— BEGIN PROVIDED TEXT —

Just a few days ago, a temporarily professed American lay Dominican, Adam Cook, responded at some length to an article I published here last October. Many of the points he made will resonate with some of you; and his comments deserve attention, whether we agree or not. Here are five quotations from Adam’s text, with my own reaction.
- “My fraternity barely speaks to each other, we never meet on big feast days, we have no apostolate together and when we get together they can barely keep up on the liturgy of the hours.”
This is a familiar problem: fraternities that are anything but fraternal. The problem with praying the Liturgy of the Hours is one I had raised in the original article, and comes up periodically at Provincial, national and international gatherings. Why are so many lay Dominicans unfamiliar with this form of prayer? In our Rule we are solicited to pray Lauds and Vespers daily, yet many are at a total loss when a breviary is put in their hands. What are we doing wrong?
Well, to some degree, at least in North Italy where I live, it’s simply a matter of the history of so many groups affiliated to the Dominicans. Often these groups met (and still meet) to say the Rosary, and perhaps went on modest pilgrimages to Rosary shrines; then, when the groups were modified and given the name of “fraternities”, all too often the members maintained their devotion to the Rosary without becoming, in the full sense, lay Dominicans – except in name. With newer members, formation should insist on liturgical prayer (among much else) and encourage the whole fraternity to observe the Rule.

— END PROVIDED TEXT —
— BEGIN SUPPLIED INFORMATION —

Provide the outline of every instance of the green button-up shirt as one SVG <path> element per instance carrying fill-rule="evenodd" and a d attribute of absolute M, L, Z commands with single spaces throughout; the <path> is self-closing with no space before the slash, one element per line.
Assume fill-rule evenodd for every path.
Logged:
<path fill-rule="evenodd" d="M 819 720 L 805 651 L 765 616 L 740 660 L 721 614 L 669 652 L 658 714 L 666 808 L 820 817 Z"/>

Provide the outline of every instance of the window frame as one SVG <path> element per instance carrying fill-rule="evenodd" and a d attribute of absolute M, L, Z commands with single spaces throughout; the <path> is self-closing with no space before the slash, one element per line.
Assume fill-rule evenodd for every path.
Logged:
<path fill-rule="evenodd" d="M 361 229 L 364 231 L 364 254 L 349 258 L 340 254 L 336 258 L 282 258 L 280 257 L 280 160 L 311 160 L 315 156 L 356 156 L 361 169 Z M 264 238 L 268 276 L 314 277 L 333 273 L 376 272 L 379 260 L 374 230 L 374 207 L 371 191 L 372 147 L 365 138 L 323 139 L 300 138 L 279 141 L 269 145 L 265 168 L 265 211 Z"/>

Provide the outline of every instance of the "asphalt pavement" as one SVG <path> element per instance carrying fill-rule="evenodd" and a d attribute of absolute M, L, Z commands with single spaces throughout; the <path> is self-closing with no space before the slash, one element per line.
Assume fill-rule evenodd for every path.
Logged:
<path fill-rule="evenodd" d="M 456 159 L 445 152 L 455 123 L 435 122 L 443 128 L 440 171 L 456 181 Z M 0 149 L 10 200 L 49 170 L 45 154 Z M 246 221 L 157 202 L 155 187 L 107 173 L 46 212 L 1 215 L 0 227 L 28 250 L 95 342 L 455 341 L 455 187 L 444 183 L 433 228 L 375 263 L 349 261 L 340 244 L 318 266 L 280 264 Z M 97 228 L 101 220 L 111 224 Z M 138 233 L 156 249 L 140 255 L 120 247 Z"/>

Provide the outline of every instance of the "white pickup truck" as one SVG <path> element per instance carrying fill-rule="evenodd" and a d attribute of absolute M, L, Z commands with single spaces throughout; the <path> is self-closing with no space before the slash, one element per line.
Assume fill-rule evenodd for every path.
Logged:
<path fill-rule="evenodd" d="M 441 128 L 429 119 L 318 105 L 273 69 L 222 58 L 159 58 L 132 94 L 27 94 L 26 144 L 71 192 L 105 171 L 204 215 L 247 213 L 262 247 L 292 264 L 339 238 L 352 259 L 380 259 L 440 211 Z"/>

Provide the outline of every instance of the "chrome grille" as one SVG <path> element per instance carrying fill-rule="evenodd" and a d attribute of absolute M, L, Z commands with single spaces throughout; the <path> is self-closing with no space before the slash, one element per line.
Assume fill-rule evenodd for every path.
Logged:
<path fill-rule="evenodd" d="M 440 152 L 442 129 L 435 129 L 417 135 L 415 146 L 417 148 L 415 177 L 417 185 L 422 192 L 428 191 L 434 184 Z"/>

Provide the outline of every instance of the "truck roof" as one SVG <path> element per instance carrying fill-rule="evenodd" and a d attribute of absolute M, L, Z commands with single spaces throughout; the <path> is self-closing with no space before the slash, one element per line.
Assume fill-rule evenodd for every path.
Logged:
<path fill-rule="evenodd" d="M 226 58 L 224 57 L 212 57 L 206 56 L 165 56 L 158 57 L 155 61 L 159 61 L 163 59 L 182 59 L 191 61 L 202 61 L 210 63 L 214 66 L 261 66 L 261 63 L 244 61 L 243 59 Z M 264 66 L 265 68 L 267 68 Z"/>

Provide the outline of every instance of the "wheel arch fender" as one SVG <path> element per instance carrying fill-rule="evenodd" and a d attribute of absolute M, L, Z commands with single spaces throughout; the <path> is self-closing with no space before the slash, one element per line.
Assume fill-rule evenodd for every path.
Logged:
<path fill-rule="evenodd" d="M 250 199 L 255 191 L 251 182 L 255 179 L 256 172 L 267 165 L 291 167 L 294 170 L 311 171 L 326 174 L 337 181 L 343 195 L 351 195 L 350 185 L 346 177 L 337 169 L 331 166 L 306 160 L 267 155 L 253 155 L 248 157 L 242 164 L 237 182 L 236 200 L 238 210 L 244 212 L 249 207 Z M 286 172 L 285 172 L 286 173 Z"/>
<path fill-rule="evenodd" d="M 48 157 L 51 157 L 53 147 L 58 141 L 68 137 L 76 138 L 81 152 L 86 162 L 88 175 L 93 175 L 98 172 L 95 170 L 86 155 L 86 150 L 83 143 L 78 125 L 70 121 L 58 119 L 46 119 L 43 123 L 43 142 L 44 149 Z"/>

— END SUPPLIED INFORMATION —

● WORK INSTRUCTIONS
**a.** In the passage on lay Dominican fraternities, which two hours of prayer does the Rule ask lay Dominicans to pray daily?
**b.** Reproduce word for word the stretch of the passage on lay Dominican fraternities from "This is a familiar" through "we doing wrong?".
Answer from the passage on lay Dominican fraternities alone, not from the data.

● TASK-BY-TASK OUTPUTS
**a.** Lauds and Vespers.

**b.**
This is a familiar problem: fraternities that are anything but fraternal. The problem with praying the Liturgy of the Hours is one I had raised in the original article, and comes up periodically at Provincial, national and international gatherings. Why are so many lay Dominicans unfamiliar with this form of prayer? In our Rule we are solicited to pray Lauds and Vespers daily, yet many are at a total loss when a breviary is put in their hands. What are we doing wrong?